WRITTEN INSTRUCTION
Please rewrite the entries below, replacing every "photo" with "image" and leaving all else unchanged. Leave the pictures out of your answer.

EXERCISE MATERIAL

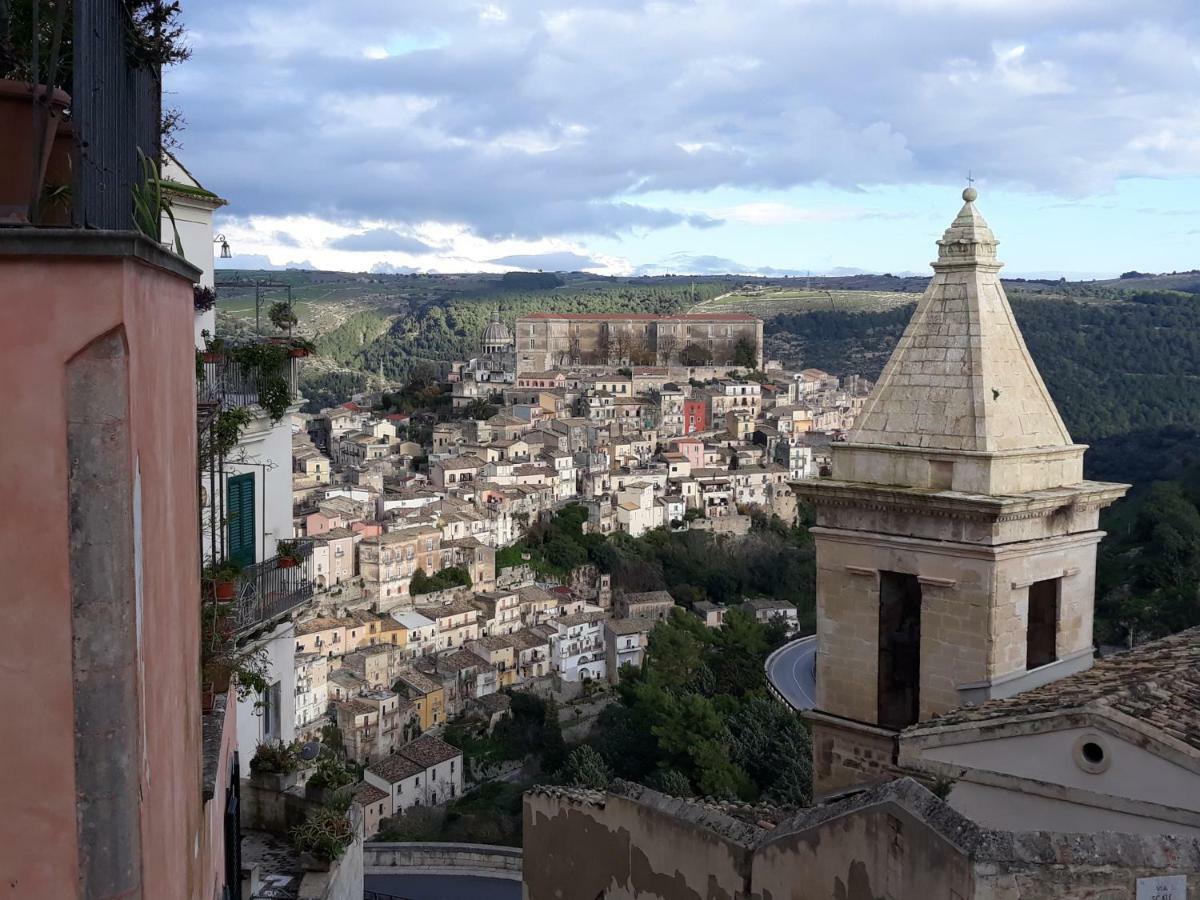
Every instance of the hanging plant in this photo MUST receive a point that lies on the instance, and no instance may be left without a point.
(288, 553)
(269, 365)
(282, 316)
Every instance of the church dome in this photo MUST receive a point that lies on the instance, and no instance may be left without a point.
(496, 337)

PROBLEM SOLUTION
Every instance of the hanging plant in this image MUST receive a point that lies on the instance, and no instance may be left without a point.
(288, 553)
(269, 365)
(282, 316)
Every instance of the church dome in this image MUST receive a point that lies on the instance, and no instance may be left without a point.
(496, 337)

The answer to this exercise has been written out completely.